— start —

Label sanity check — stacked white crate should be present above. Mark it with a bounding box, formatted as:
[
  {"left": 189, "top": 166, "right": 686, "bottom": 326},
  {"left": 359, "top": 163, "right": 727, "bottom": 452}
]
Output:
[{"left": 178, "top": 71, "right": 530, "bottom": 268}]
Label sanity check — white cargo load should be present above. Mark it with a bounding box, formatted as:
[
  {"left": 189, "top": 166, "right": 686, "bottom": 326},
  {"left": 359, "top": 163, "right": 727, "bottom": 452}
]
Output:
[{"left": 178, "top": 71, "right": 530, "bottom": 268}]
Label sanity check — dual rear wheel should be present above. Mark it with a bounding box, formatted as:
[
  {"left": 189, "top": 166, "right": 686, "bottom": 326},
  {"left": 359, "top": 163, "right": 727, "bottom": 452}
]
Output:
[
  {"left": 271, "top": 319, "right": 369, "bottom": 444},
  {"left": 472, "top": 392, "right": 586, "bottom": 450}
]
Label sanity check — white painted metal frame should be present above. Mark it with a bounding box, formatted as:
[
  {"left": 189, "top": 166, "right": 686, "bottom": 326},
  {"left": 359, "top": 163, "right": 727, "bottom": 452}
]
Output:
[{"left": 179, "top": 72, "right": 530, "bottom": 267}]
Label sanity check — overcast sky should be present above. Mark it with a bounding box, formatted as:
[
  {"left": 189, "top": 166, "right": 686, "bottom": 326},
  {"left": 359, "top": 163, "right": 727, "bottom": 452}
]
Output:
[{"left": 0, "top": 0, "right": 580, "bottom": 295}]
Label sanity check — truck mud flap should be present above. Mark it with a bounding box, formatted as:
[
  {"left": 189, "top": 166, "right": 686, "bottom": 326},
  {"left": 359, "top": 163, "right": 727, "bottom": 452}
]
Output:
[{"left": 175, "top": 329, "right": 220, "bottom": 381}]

— end —

■ **TASK DETAILS**
Pull out every line of the listing above that contains the string "formatted", copying each one in full.

■ **THE SOLUTION**
Label sanity check — stacked white crate should be present above. Mark it with a bounding box, formatted as:
Label sanity check — white cargo load should be present above. Mark it with a bounding box, formatted as:
Label sanity check — dual rear wheel should be present above. Mark it with a bounding box, formatted as:
Label sanity check — white painted metal frame should be present above. Mark it with a bounding box, formatted as:
Label sanity check — overcast sky should be present above. Mark it with a bounding box, formatted as:
Label sanity check — truck mud flap should be present above. Mark it with a bounding box, formatted as:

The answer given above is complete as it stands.